## SUPPLIED ENTRIES
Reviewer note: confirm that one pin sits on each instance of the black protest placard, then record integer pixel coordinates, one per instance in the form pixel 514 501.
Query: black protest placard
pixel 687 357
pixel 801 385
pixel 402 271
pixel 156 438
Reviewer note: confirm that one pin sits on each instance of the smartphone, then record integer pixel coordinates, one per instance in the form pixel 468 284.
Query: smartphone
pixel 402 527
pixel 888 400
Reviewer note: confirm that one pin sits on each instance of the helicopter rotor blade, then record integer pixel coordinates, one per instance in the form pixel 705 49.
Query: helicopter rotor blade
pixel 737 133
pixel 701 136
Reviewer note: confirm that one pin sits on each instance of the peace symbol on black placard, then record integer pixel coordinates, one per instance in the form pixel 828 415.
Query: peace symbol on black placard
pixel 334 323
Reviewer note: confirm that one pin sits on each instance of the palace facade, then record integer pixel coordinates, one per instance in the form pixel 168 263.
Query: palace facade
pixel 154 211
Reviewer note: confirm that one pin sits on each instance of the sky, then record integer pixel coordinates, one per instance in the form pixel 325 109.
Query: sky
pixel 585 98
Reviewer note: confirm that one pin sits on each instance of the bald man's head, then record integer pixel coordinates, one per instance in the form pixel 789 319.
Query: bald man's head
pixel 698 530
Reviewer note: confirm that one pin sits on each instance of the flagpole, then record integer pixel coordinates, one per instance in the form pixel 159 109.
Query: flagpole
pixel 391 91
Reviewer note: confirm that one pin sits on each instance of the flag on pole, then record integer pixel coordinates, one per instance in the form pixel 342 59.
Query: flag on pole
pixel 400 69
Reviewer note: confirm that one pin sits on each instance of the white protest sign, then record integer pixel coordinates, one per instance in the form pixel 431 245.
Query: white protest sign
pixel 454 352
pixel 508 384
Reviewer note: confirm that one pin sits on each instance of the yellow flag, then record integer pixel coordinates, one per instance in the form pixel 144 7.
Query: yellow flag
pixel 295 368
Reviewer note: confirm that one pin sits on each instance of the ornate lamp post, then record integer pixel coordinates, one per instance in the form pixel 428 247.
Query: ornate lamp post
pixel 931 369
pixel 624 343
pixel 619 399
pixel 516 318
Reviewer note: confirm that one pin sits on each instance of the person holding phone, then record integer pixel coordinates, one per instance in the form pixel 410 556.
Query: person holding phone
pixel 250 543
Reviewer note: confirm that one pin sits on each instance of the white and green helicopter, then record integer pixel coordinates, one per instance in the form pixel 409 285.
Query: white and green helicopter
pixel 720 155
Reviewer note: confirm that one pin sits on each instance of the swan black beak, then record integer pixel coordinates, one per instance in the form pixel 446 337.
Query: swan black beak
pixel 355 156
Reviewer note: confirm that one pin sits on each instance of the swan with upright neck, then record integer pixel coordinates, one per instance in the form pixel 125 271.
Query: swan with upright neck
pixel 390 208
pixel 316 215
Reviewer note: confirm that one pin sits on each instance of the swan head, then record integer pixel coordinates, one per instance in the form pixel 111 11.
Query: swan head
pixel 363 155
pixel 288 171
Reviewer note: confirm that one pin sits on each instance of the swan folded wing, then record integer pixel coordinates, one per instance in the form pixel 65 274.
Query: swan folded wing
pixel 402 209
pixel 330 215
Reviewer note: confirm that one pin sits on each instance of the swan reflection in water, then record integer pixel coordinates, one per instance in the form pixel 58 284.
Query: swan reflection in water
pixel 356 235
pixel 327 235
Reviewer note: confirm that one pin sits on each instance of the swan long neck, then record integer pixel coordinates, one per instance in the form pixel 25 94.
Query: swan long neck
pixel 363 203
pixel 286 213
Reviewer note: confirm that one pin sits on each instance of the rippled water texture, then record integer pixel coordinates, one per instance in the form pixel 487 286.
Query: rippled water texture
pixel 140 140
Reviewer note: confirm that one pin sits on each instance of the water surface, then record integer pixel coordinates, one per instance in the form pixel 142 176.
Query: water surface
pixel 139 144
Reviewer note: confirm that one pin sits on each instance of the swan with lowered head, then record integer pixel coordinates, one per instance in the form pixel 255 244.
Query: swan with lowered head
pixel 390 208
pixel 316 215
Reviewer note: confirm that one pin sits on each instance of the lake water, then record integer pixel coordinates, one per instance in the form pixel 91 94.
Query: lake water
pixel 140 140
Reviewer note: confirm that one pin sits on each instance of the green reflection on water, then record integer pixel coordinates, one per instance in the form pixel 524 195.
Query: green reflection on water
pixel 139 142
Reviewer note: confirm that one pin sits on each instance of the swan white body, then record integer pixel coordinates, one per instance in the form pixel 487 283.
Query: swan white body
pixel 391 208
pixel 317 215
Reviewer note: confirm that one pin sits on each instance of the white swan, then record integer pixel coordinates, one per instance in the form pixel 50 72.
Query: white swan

## WHAT TO WORK ON
Without omitting anything, retype all of the material above exactly.

## RESULT OF THE TASK
Reviewer note: confirm that one pin sits on each instance of the black protest placard, then record integer pixel coordinates, one per instance in the form pixel 514 501.
Query: black protest placard
pixel 687 357
pixel 801 385
pixel 402 271
pixel 156 438
Reviewer note: confirm that one pin sits on each instance of the smartphone, then record integer pixel coordinates, one per instance in the form pixel 468 284.
Query: smartphone
pixel 402 527
pixel 888 400
Reviewer note: confirm that one pin sits on each instance of the helicopter rotor blade, then record integer pixel coordinates, one per instance in the form pixel 705 49.
Query: helicopter rotor blade
pixel 737 133
pixel 701 136
Reviewer note: confirm that one pin sits on each instance of the peace symbol on black placard, then record integer pixel coordinates, one per instance in the form pixel 828 415.
Query: peace symbol on black placard
pixel 334 323
Reviewer note: confirm that one pin sits on each instance of the palace facade, then record integer pixel coordinates, one per instance in the form pixel 168 263.
Query: palace facade
pixel 154 211
Reviewer note: confirm that one pin sits on each instance of the sky, then record integer pixel coordinates, one per instance in the form pixel 325 109.
Query: sky
pixel 585 98
Reviewer note: confirm that one pin sits on each instance of the bald man's head, then record integer pixel coordinates, one per instance in the form pixel 789 319.
Query: bald man's head
pixel 698 530
Reviewer note: confirm that one pin sits on each instance of the flagpole, then record integer pixel coordinates, one per instance in the form pixel 159 109.
Query: flagpole
pixel 391 91
Reviewer note: confirm that one pin sits on each instance of the flag on pole, then record integer pixel coordinates, one per instance in the form pixel 342 59.
Query: flag on pole
pixel 400 69
Reviewer note: confirm that one pin sits on each instance of the white protest sign, then record integer pixel coordinates, one per instance in the form pixel 431 245.
Query: white protest sign
pixel 454 352
pixel 508 384
Reviewer note: confirm that one pin sits on each instance of the yellow flag, then record integer pixel coordinates, one per instance in the form pixel 144 7.
Query: yellow flag
pixel 295 368
Reviewer note: confirm that one pin sits on each instance of the ornate lamp post, then record integer pixel coordinates, one per instance in the form pixel 428 247.
Query: ornate lamp post
pixel 931 369
pixel 624 343
pixel 619 399
pixel 516 318
Reviewer note: confirm that one pin sits on each instance of the person holding phone, then record integer pixel coordinates, one per instance in the form pixel 410 556.
Query: person holding phone
pixel 250 543
Reviewer note: confirm that one pin sits on each instance of the white and green helicopter, then record integer pixel coordinates, one per instance in the form pixel 409 285.
Query: white and green helicopter
pixel 720 155
Reviewer note: confirm that one pin sits on each instance of the swan black beak, then record integer pixel coordinates, one per instance in the form pixel 446 337.
Query: swan black beak
pixel 355 156
Reviewer note: confirm that one pin sits on each instance of the swan with upright neck, then record integer pixel coordinates, one per instance in the form pixel 125 271.
Query: swan with upright neck
pixel 390 208
pixel 316 215
Reviewer note: confirm that one pin sits on each instance of the swan head, then record integer pixel coordinates, one per instance in the form pixel 111 11.
Query: swan head
pixel 363 155
pixel 288 171
Reviewer note: confirm that one pin sits on each instance of the swan folded wing, then record integer pixel coordinates, one per instance in the form pixel 65 274.
Query: swan folded wing
pixel 402 209
pixel 330 215
Reviewer note: confirm that one pin sits on each instance of the swan reflection in water, then record integer pixel coordinates, one per instance in the form pixel 58 284.
Query: swan reflection in water
pixel 356 235
pixel 327 235
Reviewer note: confirm that one pin sits on each instance of the swan long neck, then record integer pixel coordinates, one per instance in the form pixel 25 94.
Query: swan long neck
pixel 363 203
pixel 286 213
Reviewer note: confirm that one pin sits on each instance of the rippled water texture, then record integer pixel coordinates, one per instance in the form pixel 487 286.
Query: rippled water texture
pixel 140 140
Reviewer note: confirm that one pin sits on each instance of the water surface, then record integer pixel coordinates, one per instance in the form pixel 142 176.
Query: water surface
pixel 139 144
Reviewer note: confirm that one pin sits on each instance of the swan with lowered head, then record integer pixel coordinates, one per instance in the form pixel 255 244.
Query: swan with lowered head
pixel 390 208
pixel 316 215
Reviewer note: confirm that one pin sits on each instance of the lake water, then record integer pixel coordinates, one per instance in the form pixel 91 94.
Query: lake water
pixel 140 140
Reviewer note: confirm that one pin sits on each instance of the green reflection on water, then record integer pixel coordinates, one per instance in the form pixel 524 195.
Query: green reflection on water
pixel 139 142
Reviewer note: confirm that one pin sits on each instance of the swan white body, then record integer pixel coordinates, one per instance in the form pixel 487 283.
Query: swan white body
pixel 391 208
pixel 317 215
Reviewer note: confirm that one pin sits on each instance of the white swan, then record integer pixel coordinates, one per instance in the form pixel 50 72.
Query: white swan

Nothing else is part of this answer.